▸ Encargo A:
Por favor, muestra cada línea de las entradas que contenga la palabra "brim".

▸ Pasaje seleccionado:
'''
Poco tiempo dura la alegría de Saint-Amour. Inocencio IV muere 15 días después de firmar la bula, el 7 de diciembre de 1254. El 21 del mismo mes hay un nuevo papa, Alejandro IV, que al día siguiente de su elección publica la Nec insolitum, anulando la Etsi animarum. El 14 de abril de 1255 Alejandro IV publica otra Bula, Quasi lignum vitae, que asegura los derechos de los mendicantes. La batalla está ya perdida para los partidarios del Saint-Amour. Guillermo escribe el Tractatus brevis de periculis novissimorum temporum, que es un libelo difamatorio contra los mendicantes; pero, incluso si no hubiese aparecido el ponderado opúsculo tomista Contra impugnantes Dei cultum et religionem[3], contestándole, la suerte de los seculares estaba ya echada. Guillermo fue privado de todos sus beneficios por el papa.

¿Qué hace Tomás mientras sucede todo esto? Trabaja, explica. No era un luchador; no tuvo nunca la habilidad política de Saint-Amour; a sus críticas respondió con el Contra impugnantes, que es, ciertamente, fuerte y enérgico, pero poco polémico, algo impersonal. En 1254 Tomás acaba sus lecciones como bachiller bíblico, y empieza el bienio (1254-1256) en el que debía explicar los cuatro libros de las Sentencias de Pedro Lombardo. Tomás no se limita a explicar, sino que va dejando por escrito —ampliadas y documentadas— el conjunto de sus explicaciones. Se conservan autógrafos de este Comentario[4]. Es un trabajo rápido —la letra muy ágil— lleno de supresiones y de adiciones. A veces repite lo mismo hasta cuatro veces, siendo cada versión más clara que la anterior. Los comentarios de Tomás al Libro de las Sentencias son un trabajo profundísimo sobre un libro clásico, fraguado mientras a su alrededor arreciaban calumnias y una persecución injusta. El comentario al libro III se guarda en la Biblioteca Vaticana.

[1] Otros, como Boyer (cfr. edit. crit. Romae 1950) ponen la composición del opúsculo De ente et essentia en 1256 ya en París. Parece más convincente la opinión de los que lo sitúan en Colonia. De todos modos, en este tipo de cuestiones señalaré solamente una opinión, la más común. Además la mayoría de los datos no se documentarán, sino solo aquellos que por lo insólito o poco oídos podrían aparecer infundados.

[2] Cfr. DENIFFLE, H. Chartularium Universitatis Parisiensis, Ex typis Fratrum Delalain, París, 1989, I, pp. 243-244.

[3] Cfr. GLORIEUX, P. La Contra impugnantes de S. Thomas, ses sources, son plan, Mélanges-Mandonet, I, París. 1930, pp. 51-81.

[4] DENIFFLE, Obra citada., pp.319 y 324.

6.

INMUTABILIDAD Y MUTABILIDAD DE LA VERDAD EN EL COMENTARIO AL LIBRO I DE LAS SENTENCIAS

LA DISTINCIÓN 19 DEL COMENTARIO al primer libro de las Sentencias plantea esta cuestión: si las tres divinas personas son iguales.
'''
(Entradas de datos guardadas)
'''
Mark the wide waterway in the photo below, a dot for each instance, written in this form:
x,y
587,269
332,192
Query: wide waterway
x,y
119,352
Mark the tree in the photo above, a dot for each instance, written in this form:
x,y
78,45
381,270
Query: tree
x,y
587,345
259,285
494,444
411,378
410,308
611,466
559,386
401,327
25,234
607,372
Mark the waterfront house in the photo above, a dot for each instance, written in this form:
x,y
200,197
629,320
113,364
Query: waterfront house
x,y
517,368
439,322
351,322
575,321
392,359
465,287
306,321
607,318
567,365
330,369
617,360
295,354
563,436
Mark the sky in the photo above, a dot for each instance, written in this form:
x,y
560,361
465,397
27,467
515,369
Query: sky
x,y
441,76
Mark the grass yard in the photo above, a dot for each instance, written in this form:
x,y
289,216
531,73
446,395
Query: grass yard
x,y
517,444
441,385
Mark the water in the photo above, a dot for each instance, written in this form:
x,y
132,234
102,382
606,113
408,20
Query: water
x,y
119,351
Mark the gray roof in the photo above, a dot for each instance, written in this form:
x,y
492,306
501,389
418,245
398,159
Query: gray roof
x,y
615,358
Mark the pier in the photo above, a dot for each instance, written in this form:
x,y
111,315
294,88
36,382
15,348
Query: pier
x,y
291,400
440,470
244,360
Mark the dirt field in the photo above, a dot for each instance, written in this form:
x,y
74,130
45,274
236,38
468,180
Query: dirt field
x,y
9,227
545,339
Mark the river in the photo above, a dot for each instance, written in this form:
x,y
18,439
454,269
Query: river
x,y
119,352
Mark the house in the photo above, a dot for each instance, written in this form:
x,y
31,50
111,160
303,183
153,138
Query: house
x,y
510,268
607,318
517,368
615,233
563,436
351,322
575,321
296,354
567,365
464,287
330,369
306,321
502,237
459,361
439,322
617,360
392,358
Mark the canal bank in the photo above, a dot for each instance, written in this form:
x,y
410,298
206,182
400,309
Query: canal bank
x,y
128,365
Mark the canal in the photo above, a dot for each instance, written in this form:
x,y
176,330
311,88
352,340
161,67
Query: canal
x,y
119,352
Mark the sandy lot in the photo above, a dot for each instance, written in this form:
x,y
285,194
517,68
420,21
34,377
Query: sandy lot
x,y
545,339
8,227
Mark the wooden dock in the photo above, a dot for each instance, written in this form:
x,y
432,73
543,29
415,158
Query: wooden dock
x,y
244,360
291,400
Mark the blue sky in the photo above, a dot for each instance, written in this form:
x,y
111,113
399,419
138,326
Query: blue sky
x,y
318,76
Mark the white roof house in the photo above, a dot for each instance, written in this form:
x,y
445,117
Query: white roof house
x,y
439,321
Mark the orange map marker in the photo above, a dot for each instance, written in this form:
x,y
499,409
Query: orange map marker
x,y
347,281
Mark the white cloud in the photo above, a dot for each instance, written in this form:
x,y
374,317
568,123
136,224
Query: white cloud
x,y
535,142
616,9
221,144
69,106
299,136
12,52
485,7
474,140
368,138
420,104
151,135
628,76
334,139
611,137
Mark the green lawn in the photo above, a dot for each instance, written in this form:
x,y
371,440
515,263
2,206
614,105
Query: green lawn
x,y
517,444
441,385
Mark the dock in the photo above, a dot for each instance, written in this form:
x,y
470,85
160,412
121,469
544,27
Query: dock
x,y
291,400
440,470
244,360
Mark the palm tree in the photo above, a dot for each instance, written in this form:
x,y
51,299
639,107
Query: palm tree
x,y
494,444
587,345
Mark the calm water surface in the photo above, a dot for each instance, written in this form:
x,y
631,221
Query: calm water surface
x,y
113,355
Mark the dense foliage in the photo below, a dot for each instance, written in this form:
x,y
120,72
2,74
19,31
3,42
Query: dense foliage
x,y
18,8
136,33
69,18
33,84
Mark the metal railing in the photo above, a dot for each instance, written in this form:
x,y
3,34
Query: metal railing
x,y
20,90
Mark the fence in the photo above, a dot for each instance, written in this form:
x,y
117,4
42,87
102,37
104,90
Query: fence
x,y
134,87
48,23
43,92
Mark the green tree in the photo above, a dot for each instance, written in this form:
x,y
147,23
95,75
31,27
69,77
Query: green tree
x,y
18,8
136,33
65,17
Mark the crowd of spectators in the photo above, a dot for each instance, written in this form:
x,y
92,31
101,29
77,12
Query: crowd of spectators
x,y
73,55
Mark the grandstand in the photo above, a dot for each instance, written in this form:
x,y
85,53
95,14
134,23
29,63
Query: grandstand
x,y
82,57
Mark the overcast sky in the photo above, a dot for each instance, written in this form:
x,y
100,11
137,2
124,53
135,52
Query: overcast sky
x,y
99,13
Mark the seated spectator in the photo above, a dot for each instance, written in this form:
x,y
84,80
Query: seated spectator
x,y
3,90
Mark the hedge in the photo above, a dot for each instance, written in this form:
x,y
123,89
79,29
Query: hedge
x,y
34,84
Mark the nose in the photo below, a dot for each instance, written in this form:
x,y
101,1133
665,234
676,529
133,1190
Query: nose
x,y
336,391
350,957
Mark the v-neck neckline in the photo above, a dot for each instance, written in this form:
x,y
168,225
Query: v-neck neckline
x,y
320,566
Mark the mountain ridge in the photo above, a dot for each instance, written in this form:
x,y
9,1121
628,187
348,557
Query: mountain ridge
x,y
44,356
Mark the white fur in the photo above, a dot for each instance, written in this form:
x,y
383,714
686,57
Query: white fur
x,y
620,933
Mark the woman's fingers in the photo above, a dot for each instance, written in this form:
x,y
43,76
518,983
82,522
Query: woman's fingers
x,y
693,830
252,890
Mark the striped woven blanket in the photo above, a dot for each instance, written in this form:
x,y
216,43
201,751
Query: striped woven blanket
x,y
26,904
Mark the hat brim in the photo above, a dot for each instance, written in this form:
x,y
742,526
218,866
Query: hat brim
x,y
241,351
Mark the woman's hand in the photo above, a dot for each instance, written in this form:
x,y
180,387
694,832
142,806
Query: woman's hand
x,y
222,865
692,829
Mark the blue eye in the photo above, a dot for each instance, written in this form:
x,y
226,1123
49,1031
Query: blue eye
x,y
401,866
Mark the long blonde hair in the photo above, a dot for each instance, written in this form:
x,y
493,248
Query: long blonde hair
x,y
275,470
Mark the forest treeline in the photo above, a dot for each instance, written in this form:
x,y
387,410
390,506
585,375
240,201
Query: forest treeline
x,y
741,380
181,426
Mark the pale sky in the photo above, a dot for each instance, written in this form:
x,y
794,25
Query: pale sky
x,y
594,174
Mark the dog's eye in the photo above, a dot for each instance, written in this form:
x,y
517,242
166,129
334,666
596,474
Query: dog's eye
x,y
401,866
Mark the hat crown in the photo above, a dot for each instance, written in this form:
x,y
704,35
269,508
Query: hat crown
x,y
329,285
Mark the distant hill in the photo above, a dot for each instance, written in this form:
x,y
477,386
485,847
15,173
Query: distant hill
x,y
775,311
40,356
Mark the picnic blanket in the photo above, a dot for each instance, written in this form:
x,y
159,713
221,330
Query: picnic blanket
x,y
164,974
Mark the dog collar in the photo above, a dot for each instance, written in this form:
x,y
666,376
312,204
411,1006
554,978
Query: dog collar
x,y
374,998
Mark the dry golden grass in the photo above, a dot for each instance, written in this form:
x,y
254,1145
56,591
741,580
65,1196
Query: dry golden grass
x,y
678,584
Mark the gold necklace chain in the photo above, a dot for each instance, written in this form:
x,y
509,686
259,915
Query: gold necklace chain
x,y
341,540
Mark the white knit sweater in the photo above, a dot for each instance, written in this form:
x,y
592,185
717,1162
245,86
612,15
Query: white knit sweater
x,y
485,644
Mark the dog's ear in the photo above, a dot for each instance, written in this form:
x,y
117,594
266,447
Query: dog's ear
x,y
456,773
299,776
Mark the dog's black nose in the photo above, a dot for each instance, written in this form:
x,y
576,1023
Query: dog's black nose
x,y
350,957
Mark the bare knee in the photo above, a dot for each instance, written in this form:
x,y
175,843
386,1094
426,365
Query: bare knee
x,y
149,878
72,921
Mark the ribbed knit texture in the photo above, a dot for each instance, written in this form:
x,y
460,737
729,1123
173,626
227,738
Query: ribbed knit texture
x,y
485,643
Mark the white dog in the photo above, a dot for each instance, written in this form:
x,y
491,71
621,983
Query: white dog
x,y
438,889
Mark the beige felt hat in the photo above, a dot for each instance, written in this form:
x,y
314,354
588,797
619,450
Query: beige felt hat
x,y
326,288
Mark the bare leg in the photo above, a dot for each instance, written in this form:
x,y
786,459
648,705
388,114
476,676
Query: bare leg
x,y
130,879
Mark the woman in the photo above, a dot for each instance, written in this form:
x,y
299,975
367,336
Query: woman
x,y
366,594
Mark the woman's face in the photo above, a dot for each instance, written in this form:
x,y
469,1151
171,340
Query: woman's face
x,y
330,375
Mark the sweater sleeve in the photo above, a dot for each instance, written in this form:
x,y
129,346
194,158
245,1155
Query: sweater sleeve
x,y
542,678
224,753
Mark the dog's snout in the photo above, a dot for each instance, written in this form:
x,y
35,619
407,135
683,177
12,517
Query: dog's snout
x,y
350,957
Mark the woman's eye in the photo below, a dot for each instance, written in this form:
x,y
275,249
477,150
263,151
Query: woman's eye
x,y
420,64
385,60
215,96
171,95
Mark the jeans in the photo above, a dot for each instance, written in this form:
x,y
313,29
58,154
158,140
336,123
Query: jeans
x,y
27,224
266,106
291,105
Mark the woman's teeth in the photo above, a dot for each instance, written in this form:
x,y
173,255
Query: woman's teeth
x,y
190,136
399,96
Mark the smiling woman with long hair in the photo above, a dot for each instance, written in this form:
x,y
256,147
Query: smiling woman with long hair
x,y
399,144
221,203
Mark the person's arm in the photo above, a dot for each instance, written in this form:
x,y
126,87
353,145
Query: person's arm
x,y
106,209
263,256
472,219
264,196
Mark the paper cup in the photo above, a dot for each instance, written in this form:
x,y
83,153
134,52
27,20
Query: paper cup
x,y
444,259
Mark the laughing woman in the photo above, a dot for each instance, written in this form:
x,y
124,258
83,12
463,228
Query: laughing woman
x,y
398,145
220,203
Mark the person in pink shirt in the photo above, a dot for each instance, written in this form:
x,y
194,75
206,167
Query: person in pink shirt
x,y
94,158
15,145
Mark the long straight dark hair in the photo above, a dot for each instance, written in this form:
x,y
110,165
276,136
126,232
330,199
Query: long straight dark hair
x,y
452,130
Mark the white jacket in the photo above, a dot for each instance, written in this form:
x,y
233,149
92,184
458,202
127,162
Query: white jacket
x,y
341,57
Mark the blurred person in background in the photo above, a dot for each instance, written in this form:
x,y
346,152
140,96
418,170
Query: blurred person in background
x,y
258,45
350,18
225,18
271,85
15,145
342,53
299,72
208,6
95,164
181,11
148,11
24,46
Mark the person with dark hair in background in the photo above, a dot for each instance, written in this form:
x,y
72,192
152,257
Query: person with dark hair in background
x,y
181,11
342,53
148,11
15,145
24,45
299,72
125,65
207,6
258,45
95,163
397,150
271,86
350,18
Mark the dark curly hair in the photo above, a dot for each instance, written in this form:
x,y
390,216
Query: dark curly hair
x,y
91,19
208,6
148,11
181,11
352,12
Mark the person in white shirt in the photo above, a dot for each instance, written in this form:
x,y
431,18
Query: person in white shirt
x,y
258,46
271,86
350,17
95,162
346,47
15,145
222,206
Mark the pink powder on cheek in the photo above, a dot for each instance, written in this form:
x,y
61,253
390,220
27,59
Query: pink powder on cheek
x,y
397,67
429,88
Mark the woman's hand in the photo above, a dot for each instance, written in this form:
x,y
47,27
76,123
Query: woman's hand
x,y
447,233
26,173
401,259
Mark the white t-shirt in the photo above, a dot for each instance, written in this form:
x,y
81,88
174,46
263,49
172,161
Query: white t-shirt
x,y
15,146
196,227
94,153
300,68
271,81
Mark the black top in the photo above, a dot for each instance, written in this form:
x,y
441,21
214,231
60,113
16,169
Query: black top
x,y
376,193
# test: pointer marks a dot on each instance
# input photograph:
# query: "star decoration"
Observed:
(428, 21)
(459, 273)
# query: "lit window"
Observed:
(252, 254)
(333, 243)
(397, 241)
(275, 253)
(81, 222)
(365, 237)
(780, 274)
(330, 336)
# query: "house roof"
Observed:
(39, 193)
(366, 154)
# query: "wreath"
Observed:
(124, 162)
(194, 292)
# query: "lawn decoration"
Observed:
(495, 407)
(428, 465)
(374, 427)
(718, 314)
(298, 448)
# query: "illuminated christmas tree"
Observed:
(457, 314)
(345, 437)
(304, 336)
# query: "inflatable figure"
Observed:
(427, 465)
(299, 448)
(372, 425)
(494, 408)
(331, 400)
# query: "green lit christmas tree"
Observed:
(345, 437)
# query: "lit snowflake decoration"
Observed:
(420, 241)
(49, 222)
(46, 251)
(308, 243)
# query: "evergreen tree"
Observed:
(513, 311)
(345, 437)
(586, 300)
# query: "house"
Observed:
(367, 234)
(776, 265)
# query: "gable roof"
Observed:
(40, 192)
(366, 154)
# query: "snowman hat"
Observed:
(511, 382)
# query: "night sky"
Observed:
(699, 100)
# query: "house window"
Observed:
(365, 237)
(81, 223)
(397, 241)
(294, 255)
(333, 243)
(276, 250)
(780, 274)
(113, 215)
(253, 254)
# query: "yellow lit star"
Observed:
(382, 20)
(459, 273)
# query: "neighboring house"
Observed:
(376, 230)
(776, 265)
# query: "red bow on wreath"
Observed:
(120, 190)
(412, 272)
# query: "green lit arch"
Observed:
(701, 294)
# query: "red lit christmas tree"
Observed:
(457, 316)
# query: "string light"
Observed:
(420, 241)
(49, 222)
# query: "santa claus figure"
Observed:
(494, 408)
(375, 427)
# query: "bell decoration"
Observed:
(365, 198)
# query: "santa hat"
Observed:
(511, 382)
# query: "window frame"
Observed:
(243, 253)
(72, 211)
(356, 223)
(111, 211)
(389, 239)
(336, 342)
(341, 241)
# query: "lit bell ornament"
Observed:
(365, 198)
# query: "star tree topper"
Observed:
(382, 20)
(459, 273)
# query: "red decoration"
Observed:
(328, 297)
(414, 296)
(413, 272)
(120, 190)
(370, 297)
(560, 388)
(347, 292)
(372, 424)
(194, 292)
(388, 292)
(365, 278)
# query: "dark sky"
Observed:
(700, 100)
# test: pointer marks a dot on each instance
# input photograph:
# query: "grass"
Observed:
'''
▸ Encargo B:
Enumera todas las bulas papales que nombra el pasaje.

▸ Respuesta completa A:
Mark the hat brim in the photo above, a dot for each instance, written in this form:
Query: hat brim

▸ Respuesta completa B:
- Etsi animarum
- Nec insolitum
- Quasi lignum vitae